___ LISTED ENTRIES
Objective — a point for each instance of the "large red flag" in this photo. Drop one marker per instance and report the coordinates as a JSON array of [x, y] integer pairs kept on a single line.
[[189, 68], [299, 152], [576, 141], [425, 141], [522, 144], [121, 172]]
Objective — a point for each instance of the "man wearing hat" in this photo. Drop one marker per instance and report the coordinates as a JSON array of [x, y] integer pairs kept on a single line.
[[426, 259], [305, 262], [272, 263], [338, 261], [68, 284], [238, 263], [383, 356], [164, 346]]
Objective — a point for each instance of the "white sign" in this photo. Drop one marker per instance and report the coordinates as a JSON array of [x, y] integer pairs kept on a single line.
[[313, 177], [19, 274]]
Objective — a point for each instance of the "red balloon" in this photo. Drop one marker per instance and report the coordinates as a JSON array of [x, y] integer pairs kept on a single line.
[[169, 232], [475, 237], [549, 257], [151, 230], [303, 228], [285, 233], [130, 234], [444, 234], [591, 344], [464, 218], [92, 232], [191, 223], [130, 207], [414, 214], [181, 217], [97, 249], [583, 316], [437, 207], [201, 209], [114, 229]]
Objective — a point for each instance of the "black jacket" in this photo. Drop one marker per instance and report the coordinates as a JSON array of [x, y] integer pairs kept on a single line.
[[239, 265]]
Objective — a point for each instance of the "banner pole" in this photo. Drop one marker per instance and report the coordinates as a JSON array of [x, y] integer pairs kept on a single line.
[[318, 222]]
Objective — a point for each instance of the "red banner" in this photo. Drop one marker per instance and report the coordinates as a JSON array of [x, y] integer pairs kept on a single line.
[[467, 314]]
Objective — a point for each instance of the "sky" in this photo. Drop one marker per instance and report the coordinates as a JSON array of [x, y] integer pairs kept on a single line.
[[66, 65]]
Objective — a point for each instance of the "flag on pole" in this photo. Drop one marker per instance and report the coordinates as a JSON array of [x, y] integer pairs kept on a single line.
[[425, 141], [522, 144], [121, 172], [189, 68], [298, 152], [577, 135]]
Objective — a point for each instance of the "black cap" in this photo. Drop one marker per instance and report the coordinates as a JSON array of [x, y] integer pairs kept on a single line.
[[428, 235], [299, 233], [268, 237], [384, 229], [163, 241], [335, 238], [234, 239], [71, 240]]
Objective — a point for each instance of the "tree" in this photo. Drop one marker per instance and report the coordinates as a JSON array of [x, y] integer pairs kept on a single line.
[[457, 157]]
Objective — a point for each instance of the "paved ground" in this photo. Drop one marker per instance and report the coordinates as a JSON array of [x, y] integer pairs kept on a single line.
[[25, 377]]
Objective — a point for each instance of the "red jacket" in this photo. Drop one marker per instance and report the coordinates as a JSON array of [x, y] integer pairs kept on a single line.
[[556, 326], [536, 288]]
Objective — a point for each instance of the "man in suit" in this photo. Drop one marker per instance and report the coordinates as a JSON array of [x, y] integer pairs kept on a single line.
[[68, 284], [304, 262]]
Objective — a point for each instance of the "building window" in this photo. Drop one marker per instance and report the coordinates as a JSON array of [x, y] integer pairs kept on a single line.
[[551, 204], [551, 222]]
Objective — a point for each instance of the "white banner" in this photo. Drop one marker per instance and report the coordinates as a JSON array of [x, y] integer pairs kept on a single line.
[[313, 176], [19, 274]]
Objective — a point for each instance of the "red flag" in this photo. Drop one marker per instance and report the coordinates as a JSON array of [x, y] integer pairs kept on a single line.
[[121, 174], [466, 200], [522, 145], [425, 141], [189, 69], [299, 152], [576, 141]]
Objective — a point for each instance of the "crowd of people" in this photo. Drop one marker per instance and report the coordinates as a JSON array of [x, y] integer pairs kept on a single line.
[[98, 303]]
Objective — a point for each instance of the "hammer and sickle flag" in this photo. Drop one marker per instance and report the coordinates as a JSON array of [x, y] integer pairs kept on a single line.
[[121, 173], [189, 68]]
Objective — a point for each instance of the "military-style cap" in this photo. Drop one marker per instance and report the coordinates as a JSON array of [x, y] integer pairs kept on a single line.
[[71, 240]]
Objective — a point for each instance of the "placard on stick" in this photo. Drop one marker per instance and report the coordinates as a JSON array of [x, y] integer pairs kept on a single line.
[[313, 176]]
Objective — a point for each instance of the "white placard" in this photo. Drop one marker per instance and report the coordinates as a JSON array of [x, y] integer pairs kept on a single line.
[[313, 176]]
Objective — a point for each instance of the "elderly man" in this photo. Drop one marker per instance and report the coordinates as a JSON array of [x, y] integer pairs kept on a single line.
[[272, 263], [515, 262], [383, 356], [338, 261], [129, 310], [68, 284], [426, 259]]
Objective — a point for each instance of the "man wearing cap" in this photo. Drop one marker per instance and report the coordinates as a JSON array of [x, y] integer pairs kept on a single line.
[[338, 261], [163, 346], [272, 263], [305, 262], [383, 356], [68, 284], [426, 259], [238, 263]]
______
### [TASK DIRECTIONS]
Write out every entry exactly as it appears.

### [RESPONSE AREA]
Objective — a point for each instance of the "large red flag" in this photo. Drop one marker per instance and report the coordinates as a JSON array of [x, y] integer pairs kept on a single line.
[[189, 68], [299, 152], [576, 141], [425, 141], [522, 144], [121, 172]]
Objective — a point for each instance of the "man wearing hat" in this photo. Drop one marker per instance and report the coordinates as a JSON array of [x, y] integer pairs kept on a single line.
[[426, 259], [305, 262], [272, 263], [338, 261], [68, 284], [238, 263], [383, 356], [164, 346]]
Objective — a point for each instance of the "white sign" in this photo. Drop one marker per instance and report the coordinates as a JSON array of [x, y] integer pairs kept on a single line.
[[313, 177], [19, 274]]
Objective — a point for each instance of the "red balloon" in this photo. Drop one marker per instance and report the coordinates as a JSON array of [x, y] integer pairs kept on a single line.
[[169, 232], [475, 237], [549, 257], [151, 230], [303, 228], [285, 233], [130, 234], [444, 234], [591, 344], [464, 218], [92, 232], [191, 223], [130, 207], [414, 214], [181, 217], [97, 249], [583, 316], [437, 207], [201, 209], [114, 229]]
Objective — a point for each instance of the "black jacket" in this photo. Drop one marker per instance and report the coordinates as a JSON array of [x, y] integer pairs kept on a single line.
[[239, 265]]
Objective — a point for each instance of the "banner pole" in this photo. Drop one marker per instance and report the coordinates as a JSON array of [x, y] integer pairs kept on a single line.
[[318, 222]]
Objective — a point for each instance of the "red banner" in this photo. Drop one marker per instance and report the coordinates as a JSON array of [x, y] integer pairs kept on a single line.
[[467, 314]]
Objective — a point for each instance of the "sky" in this photo. Drop one marker per instance and report the coordinates as a JSON array of [x, y] integer pairs kept on a single line.
[[66, 65]]
Objective — a point for each instance of the "flag on pole" in this photo. Drop one marker per instance and report the coordinates as a JSON array of [x, y] integer pairs kept on a single line.
[[425, 141], [522, 144], [121, 172], [189, 68], [298, 152], [577, 135]]
Objective — a point for each instance of the "black cap" in this photo. Drop one marker per instance and report the coordinates as a JSON array of [x, y] integer pairs kept on a single line.
[[428, 235], [299, 233], [268, 237], [384, 229], [163, 241], [335, 238], [234, 239], [71, 240]]
Objective — a point for each instance of the "tree" in this photo. Drop one marker per instance and report the coordinates as a JSON array of [x, y] integer pairs kept on a single line.
[[457, 157]]
Objective — a point for each instance of the "paved ground" in this photo. Drop one marker per instance and report the coordinates as a JSON array of [x, y] integer pairs kept on a single line.
[[25, 377]]
Objective — a point for each instance of the "red jacket" in this photo. Drop one marker per instance and report the coordinates as a JSON array of [x, y] integer pairs kept on a single line.
[[556, 326], [536, 288]]
Objective — a point for each instance of the "man in suit" in this photo. Drop one marker per instance and report the coordinates as a JSON array of [x, y] integer pairs kept on a single line.
[[68, 284], [304, 262]]
Objective — a point for each instance of the "building window" in this photo. Drop one marker per instance and report the coordinates as a JSON array of [x, y] integer pairs kept on a single line.
[[551, 204], [551, 222]]
Objective — a point for each instance of the "white banner" in this photo. Drop one marker per instance and report the coordinates as a JSON array of [x, y] integer pairs kept on a single line.
[[313, 176], [19, 274]]
Objective — a point for each instance of the "red flag" in this photo. Drop one marker per instance and report the coordinates as a JSON array of [x, y] integer pairs kept on a single line.
[[121, 174], [466, 200], [522, 145], [425, 141], [189, 69], [299, 152], [576, 141]]
Objective — a point for each instance of the "crowd of people" in this photo. Drop one marker per instance and report the coordinates as a JSON array of [x, y] integer pairs kept on a single line.
[[98, 303]]
Objective — a point for each instance of the "hammer and sickle flag" in this photo. Drop one marker per instance and report the coordinates as a JSON array of [x, y] integer pairs kept on a single line.
[[121, 173], [189, 68]]
Objective — a point for each instance of the "military-style cap" in this photo. Drop one marker per instance and report the coordinates as a JSON array of [x, y] integer pairs kept on a single line.
[[71, 240]]
Objective — a point for each instance of the "placard on stick" in this photo. Drop one marker per instance and report the coordinates as a JSON array of [x, y] integer pairs kept on a single line.
[[313, 176]]
Objective — a point for each instance of the "white placard" in this photo. Drop one marker per instance and report the coordinates as a JSON array of [x, y] integer pairs kept on a single line.
[[313, 176]]
Objective — a point for each instance of the "elderly man" in this photo. Drop one marker per instance and report the coordinates as a JSON array of [x, y] integer pairs kept on a single line.
[[272, 263], [515, 262], [383, 356], [338, 261], [129, 310], [68, 284], [426, 259]]
Objective — a point for each instance of the "man wearing cap" in this photo. Drop one marker per instance and report the coordinates as a JSON array of [x, y] integer pairs kept on a single line.
[[338, 261], [163, 346], [272, 263], [305, 262], [383, 356], [68, 284], [426, 259], [238, 263]]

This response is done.